> _AIM_:
Rewrite the data from the line containing "Question. Indicate the sliced" through the end, putting "halved tomato" wherever "sliced tomato half" appears and leaving everything else unchanged.

> _SUPPLIED ENTRIES_:
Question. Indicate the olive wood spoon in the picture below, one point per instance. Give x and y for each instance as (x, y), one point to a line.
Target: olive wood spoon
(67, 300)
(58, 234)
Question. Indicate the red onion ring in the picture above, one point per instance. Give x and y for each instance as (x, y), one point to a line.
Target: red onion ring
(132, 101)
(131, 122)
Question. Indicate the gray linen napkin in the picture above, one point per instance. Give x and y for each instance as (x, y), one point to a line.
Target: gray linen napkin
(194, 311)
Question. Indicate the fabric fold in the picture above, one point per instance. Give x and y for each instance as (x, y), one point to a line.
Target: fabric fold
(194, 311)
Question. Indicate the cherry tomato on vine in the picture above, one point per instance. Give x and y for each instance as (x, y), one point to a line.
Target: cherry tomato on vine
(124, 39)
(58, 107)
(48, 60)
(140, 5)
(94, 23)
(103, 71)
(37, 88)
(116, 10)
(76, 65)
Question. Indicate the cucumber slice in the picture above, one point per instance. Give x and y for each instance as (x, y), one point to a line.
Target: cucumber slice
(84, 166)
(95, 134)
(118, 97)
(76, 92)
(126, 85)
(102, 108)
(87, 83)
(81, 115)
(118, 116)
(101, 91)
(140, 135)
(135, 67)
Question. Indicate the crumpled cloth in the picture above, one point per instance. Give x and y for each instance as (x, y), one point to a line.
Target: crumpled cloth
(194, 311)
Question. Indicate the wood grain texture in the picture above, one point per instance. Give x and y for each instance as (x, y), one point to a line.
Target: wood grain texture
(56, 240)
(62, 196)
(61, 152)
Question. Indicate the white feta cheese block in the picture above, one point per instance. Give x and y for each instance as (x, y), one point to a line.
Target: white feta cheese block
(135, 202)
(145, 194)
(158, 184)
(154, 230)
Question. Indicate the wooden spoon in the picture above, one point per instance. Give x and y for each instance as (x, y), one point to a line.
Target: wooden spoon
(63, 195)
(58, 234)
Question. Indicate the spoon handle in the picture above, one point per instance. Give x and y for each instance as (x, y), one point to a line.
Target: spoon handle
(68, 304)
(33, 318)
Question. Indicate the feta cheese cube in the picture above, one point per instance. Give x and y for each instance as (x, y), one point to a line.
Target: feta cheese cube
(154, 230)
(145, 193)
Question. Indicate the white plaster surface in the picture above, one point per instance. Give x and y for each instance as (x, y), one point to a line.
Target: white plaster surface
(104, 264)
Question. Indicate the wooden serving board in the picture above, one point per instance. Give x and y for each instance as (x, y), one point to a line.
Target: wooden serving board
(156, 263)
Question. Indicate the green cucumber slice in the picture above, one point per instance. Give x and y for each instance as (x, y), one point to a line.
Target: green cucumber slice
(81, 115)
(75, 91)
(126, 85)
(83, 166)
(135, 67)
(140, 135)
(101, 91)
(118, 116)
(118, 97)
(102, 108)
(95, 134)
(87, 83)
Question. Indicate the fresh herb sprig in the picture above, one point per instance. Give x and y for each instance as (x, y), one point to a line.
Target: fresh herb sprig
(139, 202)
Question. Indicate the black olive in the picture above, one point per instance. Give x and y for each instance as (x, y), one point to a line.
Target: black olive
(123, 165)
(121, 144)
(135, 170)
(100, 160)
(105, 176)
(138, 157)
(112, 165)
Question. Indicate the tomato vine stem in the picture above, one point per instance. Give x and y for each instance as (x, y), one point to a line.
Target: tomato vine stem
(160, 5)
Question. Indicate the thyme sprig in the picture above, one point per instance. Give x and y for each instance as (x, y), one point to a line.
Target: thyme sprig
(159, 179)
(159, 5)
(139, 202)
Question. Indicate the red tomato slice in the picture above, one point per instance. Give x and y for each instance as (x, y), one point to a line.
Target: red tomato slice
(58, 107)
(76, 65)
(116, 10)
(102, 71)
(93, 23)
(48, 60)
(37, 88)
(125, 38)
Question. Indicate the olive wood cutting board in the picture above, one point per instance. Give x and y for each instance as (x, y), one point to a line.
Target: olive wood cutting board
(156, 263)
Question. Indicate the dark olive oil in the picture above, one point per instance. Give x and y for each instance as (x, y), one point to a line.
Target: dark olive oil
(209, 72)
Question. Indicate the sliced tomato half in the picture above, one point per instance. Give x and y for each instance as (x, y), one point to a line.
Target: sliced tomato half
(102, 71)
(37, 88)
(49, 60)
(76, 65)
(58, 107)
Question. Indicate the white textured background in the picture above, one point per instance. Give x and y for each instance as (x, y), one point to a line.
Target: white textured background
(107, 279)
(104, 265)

> _EXPECTED ANSWER_:
Question. Indicate the halved tomato in the picture above, one point per instance. Give x and y for each instance as (x, y), one point to a line.
Target: halved tomato
(102, 71)
(37, 88)
(49, 60)
(76, 65)
(58, 107)
Question. Indicate the white textured background in the picture above, one point per instance. Give x and y for each instance as (x, y), one point to a line.
Target: white textured background
(107, 279)
(104, 265)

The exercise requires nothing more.